EXTRACT:
Diabetes Research and Resources

"Since 1980, age-standardised diabetes prevalence in adults has increased, or at best remained unchanged, in every country. Together with population growth and aging, this rise has led to a near quadrupling of the number of adults with diabetes worldwide."1

Diabetes is a large and growing public-health concern worldwide. On this page we sumarize trends in prevalence and the evidence surrounding environmental contributors to the cluster of diseases known as diabetes.

data from the International Diabetes Foundation IDF Diabetes Atlas 7th Edition. ©CHE

data from the International Diabetes Foundation IDF Diabetes Atlas 7th Edition

Diabetes Overview

Diabetes mellitus is a class of diseases characterized by high glucose levels in the blood. The pancreas, an organ involved in digestion, releases the insulin hormone that affects the blood’s glucose content by allowing glucose to enter the body’s cells. In diabetes, the glucose in the blood cannot get into the body’s cells to provide the energy needed to function. There are three major types of diabetes, plus a condition called prediabetes.2

Type and Etiology Time of Onset Prevalence/Risk Factors

Type 1 diabetes is an autoimmune disease that occurs when the body does not make enough insulin. The body’s immune system malfunctions, attacking and killing the insulin-producing beta cells in the pancreas.

Image point grounding data:
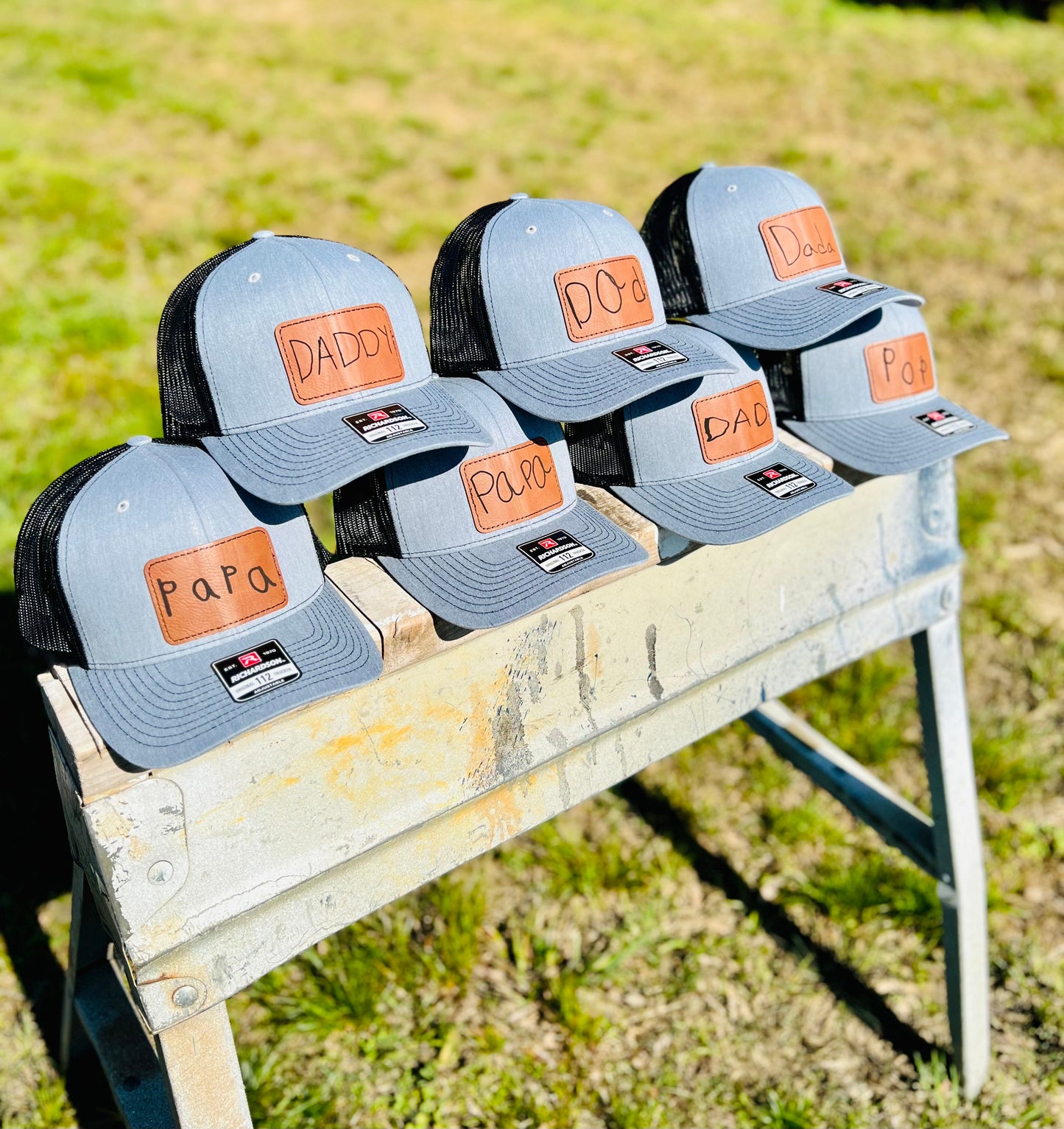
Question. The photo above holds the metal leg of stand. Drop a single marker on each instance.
(958, 841)
(202, 1074)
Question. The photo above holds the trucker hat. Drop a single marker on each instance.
(702, 459)
(869, 396)
(483, 538)
(301, 365)
(750, 254)
(189, 611)
(555, 305)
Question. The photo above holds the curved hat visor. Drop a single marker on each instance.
(311, 455)
(161, 714)
(895, 442)
(490, 584)
(588, 383)
(800, 315)
(723, 507)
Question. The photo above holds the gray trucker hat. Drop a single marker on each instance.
(189, 611)
(555, 305)
(301, 365)
(750, 254)
(485, 536)
(870, 398)
(702, 459)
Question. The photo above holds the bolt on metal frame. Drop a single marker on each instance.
(192, 882)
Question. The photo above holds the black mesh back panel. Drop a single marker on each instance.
(599, 451)
(459, 334)
(44, 616)
(364, 527)
(188, 409)
(784, 376)
(667, 235)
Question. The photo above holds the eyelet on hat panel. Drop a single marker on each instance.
(731, 256)
(525, 312)
(235, 328)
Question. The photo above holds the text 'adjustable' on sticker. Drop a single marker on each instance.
(943, 423)
(781, 481)
(557, 551)
(256, 671)
(383, 423)
(650, 356)
(851, 288)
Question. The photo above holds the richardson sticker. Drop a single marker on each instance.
(851, 288)
(733, 423)
(384, 423)
(943, 423)
(800, 242)
(256, 671)
(604, 297)
(557, 551)
(511, 485)
(216, 586)
(345, 350)
(780, 481)
(900, 368)
(650, 356)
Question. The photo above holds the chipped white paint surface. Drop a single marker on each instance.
(307, 823)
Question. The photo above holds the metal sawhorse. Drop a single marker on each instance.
(192, 882)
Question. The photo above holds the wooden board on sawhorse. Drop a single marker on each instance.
(194, 881)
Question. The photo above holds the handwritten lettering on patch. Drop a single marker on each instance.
(345, 350)
(604, 297)
(216, 586)
(511, 485)
(733, 423)
(800, 242)
(902, 367)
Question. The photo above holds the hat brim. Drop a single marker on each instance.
(722, 507)
(894, 443)
(588, 383)
(311, 455)
(494, 583)
(799, 315)
(165, 713)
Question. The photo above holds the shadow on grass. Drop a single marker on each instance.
(714, 870)
(35, 862)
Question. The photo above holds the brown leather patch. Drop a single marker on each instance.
(733, 423)
(604, 297)
(902, 367)
(345, 350)
(511, 485)
(216, 586)
(800, 242)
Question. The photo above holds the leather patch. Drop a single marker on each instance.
(733, 423)
(216, 586)
(800, 242)
(902, 367)
(604, 297)
(332, 355)
(511, 485)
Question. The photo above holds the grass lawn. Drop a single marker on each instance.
(586, 974)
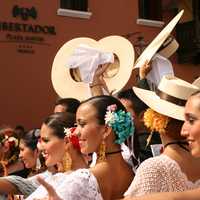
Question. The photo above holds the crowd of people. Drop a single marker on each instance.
(136, 143)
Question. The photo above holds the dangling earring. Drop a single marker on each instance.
(102, 152)
(38, 164)
(67, 162)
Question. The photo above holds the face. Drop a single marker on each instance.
(191, 126)
(59, 108)
(27, 155)
(91, 133)
(52, 147)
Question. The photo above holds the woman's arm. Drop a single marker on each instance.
(186, 195)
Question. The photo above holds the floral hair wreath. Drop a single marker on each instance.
(69, 132)
(155, 122)
(121, 122)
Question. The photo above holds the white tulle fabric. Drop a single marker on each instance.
(159, 174)
(80, 184)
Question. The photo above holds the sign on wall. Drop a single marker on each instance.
(24, 33)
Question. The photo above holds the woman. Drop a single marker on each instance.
(175, 169)
(102, 125)
(190, 130)
(54, 140)
(30, 157)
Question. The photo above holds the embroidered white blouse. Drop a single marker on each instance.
(159, 174)
(80, 184)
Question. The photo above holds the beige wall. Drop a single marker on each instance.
(27, 95)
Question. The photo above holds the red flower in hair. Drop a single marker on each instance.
(72, 137)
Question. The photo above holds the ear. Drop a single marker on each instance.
(107, 132)
(66, 143)
(141, 116)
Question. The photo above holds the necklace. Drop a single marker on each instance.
(180, 143)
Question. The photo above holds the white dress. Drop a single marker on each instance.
(159, 174)
(78, 185)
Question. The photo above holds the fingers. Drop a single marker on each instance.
(48, 187)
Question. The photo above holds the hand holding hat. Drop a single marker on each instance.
(69, 82)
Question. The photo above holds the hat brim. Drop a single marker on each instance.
(159, 105)
(65, 86)
(170, 49)
(153, 47)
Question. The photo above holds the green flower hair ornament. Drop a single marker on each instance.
(121, 122)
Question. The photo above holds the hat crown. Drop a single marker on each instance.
(176, 87)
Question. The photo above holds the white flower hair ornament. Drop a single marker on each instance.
(121, 122)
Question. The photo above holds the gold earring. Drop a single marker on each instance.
(102, 152)
(67, 162)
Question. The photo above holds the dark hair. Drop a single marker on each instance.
(71, 104)
(30, 139)
(59, 121)
(101, 103)
(137, 104)
(196, 94)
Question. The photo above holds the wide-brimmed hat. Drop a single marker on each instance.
(121, 74)
(169, 47)
(169, 98)
(68, 83)
(153, 47)
(197, 82)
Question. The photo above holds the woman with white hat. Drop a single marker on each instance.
(175, 169)
(190, 130)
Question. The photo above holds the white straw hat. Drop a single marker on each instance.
(69, 84)
(170, 97)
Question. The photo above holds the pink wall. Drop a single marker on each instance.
(27, 95)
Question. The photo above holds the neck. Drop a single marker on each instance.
(77, 160)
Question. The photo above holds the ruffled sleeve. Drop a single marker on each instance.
(23, 185)
(80, 184)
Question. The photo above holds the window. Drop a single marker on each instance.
(150, 9)
(150, 13)
(81, 5)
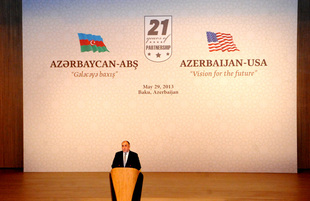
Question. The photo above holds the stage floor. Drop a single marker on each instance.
(95, 186)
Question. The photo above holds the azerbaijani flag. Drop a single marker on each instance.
(91, 42)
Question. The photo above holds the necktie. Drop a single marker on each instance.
(124, 159)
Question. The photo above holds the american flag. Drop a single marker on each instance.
(221, 41)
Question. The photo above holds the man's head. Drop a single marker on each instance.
(125, 146)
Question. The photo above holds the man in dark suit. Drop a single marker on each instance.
(126, 158)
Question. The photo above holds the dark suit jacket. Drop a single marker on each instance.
(132, 161)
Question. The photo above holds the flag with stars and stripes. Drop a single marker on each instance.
(221, 41)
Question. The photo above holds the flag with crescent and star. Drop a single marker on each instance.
(91, 42)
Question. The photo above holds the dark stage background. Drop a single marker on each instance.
(11, 85)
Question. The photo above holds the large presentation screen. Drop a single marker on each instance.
(194, 86)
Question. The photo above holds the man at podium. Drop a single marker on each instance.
(126, 158)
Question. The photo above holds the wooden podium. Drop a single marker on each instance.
(124, 181)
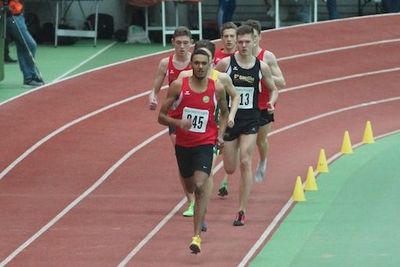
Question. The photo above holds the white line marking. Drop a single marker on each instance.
(165, 51)
(77, 75)
(358, 75)
(152, 233)
(61, 129)
(339, 49)
(81, 197)
(285, 209)
(219, 166)
(165, 220)
(96, 112)
(85, 61)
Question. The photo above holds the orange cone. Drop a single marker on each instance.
(368, 137)
(346, 145)
(298, 192)
(311, 184)
(322, 164)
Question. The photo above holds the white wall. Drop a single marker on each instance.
(46, 10)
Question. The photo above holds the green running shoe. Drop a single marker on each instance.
(189, 212)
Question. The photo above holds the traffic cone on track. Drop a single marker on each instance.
(322, 164)
(346, 145)
(368, 137)
(311, 184)
(298, 192)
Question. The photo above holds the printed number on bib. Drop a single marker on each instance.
(245, 97)
(199, 118)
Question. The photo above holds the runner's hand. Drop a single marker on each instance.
(270, 108)
(220, 143)
(185, 124)
(231, 122)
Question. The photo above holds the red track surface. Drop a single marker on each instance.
(102, 228)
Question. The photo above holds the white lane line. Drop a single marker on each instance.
(286, 207)
(353, 76)
(96, 112)
(85, 61)
(81, 197)
(339, 49)
(61, 129)
(79, 74)
(160, 52)
(169, 216)
(154, 231)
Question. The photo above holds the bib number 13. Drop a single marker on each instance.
(198, 117)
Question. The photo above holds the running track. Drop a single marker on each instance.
(83, 183)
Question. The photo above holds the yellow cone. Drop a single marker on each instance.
(346, 145)
(368, 137)
(298, 192)
(322, 164)
(311, 184)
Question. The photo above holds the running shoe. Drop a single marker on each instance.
(195, 245)
(223, 188)
(223, 191)
(204, 226)
(189, 212)
(239, 221)
(260, 171)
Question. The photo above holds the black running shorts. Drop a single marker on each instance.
(191, 159)
(249, 126)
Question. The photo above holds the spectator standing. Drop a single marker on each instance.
(331, 5)
(26, 45)
(226, 8)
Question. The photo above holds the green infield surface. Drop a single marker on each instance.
(352, 220)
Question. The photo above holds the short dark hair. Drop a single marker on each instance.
(200, 52)
(227, 25)
(245, 29)
(255, 24)
(205, 44)
(182, 31)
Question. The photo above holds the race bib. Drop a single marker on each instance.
(245, 97)
(199, 118)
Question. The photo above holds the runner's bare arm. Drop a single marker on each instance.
(226, 81)
(172, 94)
(273, 90)
(185, 73)
(223, 106)
(223, 64)
(276, 71)
(157, 83)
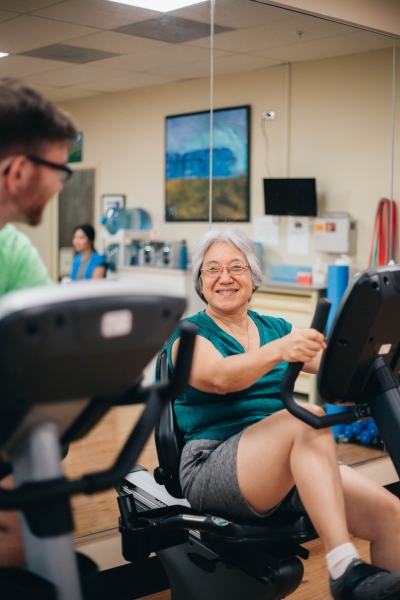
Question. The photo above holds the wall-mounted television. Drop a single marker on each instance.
(290, 197)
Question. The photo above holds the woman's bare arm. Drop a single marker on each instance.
(213, 373)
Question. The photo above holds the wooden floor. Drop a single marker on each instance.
(315, 581)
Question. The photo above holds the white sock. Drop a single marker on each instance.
(339, 559)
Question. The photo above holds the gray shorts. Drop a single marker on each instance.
(209, 480)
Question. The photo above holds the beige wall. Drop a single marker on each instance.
(340, 133)
(377, 15)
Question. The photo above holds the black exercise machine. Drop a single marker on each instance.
(68, 355)
(214, 557)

TASKS FOR THIS EXERCISE:
1: List the column headings of the table in the diabetes page.
2: Quote the diabetes page from "Type and Etiology" through "in the pancreas.".
3: According to the diabetes page, which organ releases the insulin hormone?

SOLUTIONS BY TASK:
1:
Type and Etiology
Time of Onset
Prevalence/Risk Factors

2:
Type and Etiology Time of Onset Prevalence/Risk Factors

Type 1 diabetes is an autoimmune disease that occurs when the body does not make enough insulin. The body’s immune system malfunctions, attacking and killing the insulin-producing beta cells in the pancreas.

3: The pancreas.